(Stored records)
****
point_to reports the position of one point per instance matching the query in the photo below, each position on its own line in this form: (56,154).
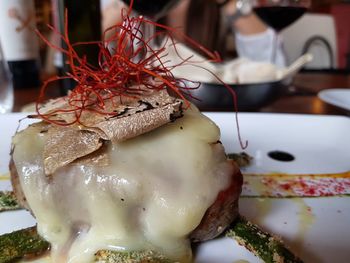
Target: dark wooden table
(303,98)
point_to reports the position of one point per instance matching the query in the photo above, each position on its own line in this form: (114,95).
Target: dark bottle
(19,41)
(279,17)
(84,25)
(154,8)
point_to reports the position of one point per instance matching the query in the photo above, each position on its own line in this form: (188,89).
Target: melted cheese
(153,193)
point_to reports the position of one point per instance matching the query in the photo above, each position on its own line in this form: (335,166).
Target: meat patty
(163,188)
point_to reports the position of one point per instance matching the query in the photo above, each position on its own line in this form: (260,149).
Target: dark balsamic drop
(281,156)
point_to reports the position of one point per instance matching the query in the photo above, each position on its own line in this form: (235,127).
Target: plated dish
(319,145)
(336,97)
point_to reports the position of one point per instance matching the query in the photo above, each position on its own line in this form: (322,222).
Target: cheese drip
(152,194)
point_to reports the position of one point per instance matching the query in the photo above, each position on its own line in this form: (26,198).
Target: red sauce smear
(128,67)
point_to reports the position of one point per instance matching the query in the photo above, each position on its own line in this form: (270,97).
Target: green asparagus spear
(107,256)
(21,243)
(267,247)
(27,242)
(8,201)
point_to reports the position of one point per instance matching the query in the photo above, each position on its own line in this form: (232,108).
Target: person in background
(215,25)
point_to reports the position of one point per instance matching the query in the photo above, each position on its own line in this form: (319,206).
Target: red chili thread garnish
(128,69)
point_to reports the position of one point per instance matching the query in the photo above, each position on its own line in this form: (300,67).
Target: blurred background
(320,29)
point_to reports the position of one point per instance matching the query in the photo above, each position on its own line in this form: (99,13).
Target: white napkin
(237,71)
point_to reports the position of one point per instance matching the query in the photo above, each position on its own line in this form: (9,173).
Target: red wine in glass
(152,8)
(279,17)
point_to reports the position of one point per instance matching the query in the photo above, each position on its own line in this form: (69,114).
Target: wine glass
(153,10)
(279,14)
****
● **ASSIGNMENT**: From the line holding "Target: dark wooden table" to the line holding "this form: (260,149).", inclusive, restate each line above exactly as written.

● **EXERCISE OUTPUT**:
Target: dark wooden table
(303,98)
point_to reports the position of one point per instance matching the query in the photo above, each position on its own line in this form: (114,95).
Target: dark bottle
(19,41)
(279,17)
(84,25)
(154,8)
point_to reports the position of one point per instance matching the query in the photo above, each position on its own line in this form: (188,89).
Target: melted cheese
(153,193)
point_to reports the position of one point per instance matching the query in the photo above, each position on its own line in this form: (335,166).
Target: meat patty
(163,188)
point_to reports the position of one point per instance matching the query in the photo above, each position on its own line in this form: (260,149).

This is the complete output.